*** RECORD EXTRACTS

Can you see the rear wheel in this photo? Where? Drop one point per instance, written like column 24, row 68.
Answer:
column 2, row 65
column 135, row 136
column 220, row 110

******

Output every one of the items above word for word, without changing anything.

Can you see the rear wheel in this photo? Where? Drop one point per instance, written like column 24, row 68.
Answer:
column 2, row 65
column 135, row 136
column 220, row 110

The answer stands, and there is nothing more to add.